# Counter mit dem kleinen Bildchen



## suntrop (22. August 2002)

Bestimmt habt ihr auch schon diesen Counter von
... gesehen.
Bei dem die Webmaster dieses kleine Bildchen auf ihre Seite
einbinden können. Auf dem Bildchen(ca.15x15px groß)
sieht man glaub´ich zwei farbige austeigende Linien in einem
Koordinatennetz(oder so).
Wenn man dann auf das Bildchen klickt kommt man zu der Site-Statistik.
Die Website ist glaub ich in orange gehalten.


Nun ja mein problem ist:


Wie heißt die Website?
Ich habe schon wie blöd im Internet gesucht, habe aber nicht einmal das Bildchen gefunden.

Und außer dem farblichen aussehen weiß ich nichts mehr über die 
Seite.


Sachdienliche Hinweiße bitte hier posten.



Danke für den Link oder Namen der Website!





- suntrop -


----------



## Loomis (22. August 2002)

ZU VERWENDENDE DATEN
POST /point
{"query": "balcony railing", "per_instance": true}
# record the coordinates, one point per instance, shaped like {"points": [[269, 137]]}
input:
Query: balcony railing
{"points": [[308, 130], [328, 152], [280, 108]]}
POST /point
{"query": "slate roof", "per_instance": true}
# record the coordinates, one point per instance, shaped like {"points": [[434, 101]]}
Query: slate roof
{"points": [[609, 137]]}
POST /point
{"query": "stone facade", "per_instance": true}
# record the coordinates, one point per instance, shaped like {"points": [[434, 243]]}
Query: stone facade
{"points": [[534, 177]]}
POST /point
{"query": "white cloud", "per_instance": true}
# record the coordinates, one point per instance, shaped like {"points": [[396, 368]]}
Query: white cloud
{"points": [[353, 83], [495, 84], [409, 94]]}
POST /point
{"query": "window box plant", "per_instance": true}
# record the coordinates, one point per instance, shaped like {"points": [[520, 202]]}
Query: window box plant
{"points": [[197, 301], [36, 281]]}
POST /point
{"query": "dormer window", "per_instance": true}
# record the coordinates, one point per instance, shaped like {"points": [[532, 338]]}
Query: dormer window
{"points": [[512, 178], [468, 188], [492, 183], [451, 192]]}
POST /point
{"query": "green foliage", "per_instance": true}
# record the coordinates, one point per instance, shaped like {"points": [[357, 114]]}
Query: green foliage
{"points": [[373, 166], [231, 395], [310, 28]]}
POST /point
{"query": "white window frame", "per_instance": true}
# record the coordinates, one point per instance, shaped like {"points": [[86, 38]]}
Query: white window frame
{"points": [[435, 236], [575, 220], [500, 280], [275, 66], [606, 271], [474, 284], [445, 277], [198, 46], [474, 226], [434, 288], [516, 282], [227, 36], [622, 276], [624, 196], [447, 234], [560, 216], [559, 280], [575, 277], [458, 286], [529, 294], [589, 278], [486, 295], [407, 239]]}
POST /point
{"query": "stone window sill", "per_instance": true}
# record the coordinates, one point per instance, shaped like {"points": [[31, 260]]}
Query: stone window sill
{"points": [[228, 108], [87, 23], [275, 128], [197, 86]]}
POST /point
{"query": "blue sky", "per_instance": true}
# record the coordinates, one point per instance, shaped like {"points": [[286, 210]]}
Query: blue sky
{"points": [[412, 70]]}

ÜBUNGSAUFGABEN
- a) Zeige bitte alle Zeilen, in denen das Wort „facade“ vorkommt.
- b) Setze den Forenthread über den Counter mit dem kleinen Bildchen im Anschluss an seine letzte Zeile fort.

LÖSUNGEN DER AUFGABEN
- a)
{"query": "stone facade", "per_instance": true}
Query: stone facade

- b)
das wird dann wohl NETSTAT sein


----------



## suntrop (23. August 2002)

NEEE!


Die Website ist aber auch nicht orange.
Und das kleine Bildchen habe ich dort auch nicht gesichtet.


----------



## Loomis (25. August 2002)

wenn du hier ganz runter scrollst siehst du das bildchen (ist überigens 18mal18). wenn du draufklickst kommste auf ne orangene website


----------



## suntrop (25. August 2002)

Ohh.

Habe ich gar nicht gesehen.



Danke das ist die Seite.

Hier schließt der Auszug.